Exercise directions:
An exact copy of every record is the expected answer.

Referring expression pointing data:

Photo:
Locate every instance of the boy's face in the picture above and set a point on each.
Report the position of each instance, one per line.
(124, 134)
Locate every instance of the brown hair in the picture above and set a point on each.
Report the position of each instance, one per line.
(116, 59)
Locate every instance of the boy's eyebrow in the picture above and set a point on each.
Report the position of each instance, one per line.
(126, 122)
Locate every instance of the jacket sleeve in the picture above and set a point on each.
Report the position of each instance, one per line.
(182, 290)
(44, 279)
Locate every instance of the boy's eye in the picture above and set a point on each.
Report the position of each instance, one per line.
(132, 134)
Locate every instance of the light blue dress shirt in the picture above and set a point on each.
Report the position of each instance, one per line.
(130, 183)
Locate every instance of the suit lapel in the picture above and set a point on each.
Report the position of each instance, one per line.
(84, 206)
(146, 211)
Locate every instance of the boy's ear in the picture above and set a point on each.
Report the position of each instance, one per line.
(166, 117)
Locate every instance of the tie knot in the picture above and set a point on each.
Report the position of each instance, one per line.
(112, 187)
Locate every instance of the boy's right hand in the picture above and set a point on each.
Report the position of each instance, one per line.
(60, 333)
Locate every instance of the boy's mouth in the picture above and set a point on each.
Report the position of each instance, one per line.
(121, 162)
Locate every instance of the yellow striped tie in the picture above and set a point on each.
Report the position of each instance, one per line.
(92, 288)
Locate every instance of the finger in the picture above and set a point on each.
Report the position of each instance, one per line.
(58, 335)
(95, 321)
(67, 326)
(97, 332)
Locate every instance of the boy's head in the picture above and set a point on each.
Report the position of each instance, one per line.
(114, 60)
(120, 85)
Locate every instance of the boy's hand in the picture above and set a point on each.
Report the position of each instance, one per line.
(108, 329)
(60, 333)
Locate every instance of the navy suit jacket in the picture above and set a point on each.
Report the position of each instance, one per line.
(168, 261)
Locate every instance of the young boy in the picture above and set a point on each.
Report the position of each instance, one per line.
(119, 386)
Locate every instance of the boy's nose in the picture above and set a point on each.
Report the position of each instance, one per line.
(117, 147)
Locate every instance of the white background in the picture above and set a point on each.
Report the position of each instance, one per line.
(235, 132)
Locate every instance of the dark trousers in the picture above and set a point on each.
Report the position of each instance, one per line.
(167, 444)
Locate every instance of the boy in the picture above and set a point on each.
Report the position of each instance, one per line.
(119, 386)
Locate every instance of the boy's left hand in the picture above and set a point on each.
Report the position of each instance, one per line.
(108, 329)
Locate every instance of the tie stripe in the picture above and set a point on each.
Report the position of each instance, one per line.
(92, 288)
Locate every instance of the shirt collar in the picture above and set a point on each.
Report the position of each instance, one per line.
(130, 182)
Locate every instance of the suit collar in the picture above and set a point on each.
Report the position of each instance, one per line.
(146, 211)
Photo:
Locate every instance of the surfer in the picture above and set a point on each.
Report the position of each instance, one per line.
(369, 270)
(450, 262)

Task response:
Photo:
Locate every instance of the boy's face in the picture above and set a point on each.
Report the position of each instance, one per line.
(124, 134)
Locate every instance of the brown hair in the picture above and set a point on each.
Report the position of each instance, one per line.
(116, 59)
Locate every instance of the boy's eyebrow in the picture above and set a point on each.
Report the position of each instance, one per line.
(126, 122)
Locate every instance of the jacket sleeve in the picture above and set a point on each.
Report the position of each instance, one per line.
(182, 290)
(44, 279)
Locate every instance of the boy's eye in the picture above and set a point on each.
Report the position of each instance, one per line.
(132, 134)
Locate every instance of the light blue dress shirt in the picture above and set a point on each.
Report the position of each instance, one per line.
(130, 183)
Locate every instance of the suit lapel in the picture above and set a point on each.
Report the position of each instance, one per line.
(84, 206)
(146, 211)
Locate every instance of the boy's ear in the picture above and set a point on each.
Report the position of each instance, one per line.
(166, 117)
Locate every instance of the tie knot in the picture above and set a point on each.
Report the position of each instance, one per line.
(112, 187)
Locate every instance of the boy's right hand in the picture above and set a point on each.
Report the position of each instance, one per line.
(60, 333)
Locate every instance of the boy's mouth in the picture above and set a point on each.
Report the position of each instance, one per line.
(121, 162)
Locate every instance of the yellow striped tie in the picture above and set a point on each.
Report the position of each instance, one per line.
(92, 288)
Locate every instance of the finger in the picture above and set a point on each.
Report the position of each instance, one per line.
(58, 335)
(95, 321)
(67, 326)
(97, 332)
Locate every instance of the boy's head in the picture above and set a point on each.
Report the position of each instance, one per line.
(114, 60)
(120, 85)
Locate every instance of the boy's hand in the picture above and set a point on each.
Report the position of each instance, one per line.
(108, 329)
(60, 333)
Locate every instance of the navy suit jacket in the picture above and set a point on each.
Report the position of each instance, one per line.
(168, 261)
Locate every instance of the young boy in the picture above and set a point on each.
Report the position of each instance, one per line.
(119, 386)
Locate every instance of the boy's nose in the picture above and set a point on each.
Report the position of each instance, one per line.
(117, 147)
Locate every instance of the white background in the picture above and set a point on each.
Report the position of each instance, one per line.
(235, 132)
Locate every instance of the dark trousers in the picture above and set a point on each.
Report the position of each instance, one per line.
(167, 444)
Locate every instance of the boy in the picture above and set a point on each.
Report the position of each instance, one per line.
(119, 386)
Locate every instance of the boy's left hand in the picture above and set a point on each.
Report the position of each instance, one per line.
(108, 329)
Locate every instance of the tie stripe in the picture above and set a point on each.
Report the position of each instance, one per line.
(92, 288)
Locate every instance of the shirt collar in the picture above and set a point on each.
Report the position of each instance, one per line.
(130, 182)
Locate every instance of the suit collar in the picture above and set a point on each.
Report the position of each instance, one per line.
(146, 211)
Photo:
Locate every instance of the surfer in the picture above and set a point on each.
Report the position of each instance, one per line.
(369, 270)
(450, 262)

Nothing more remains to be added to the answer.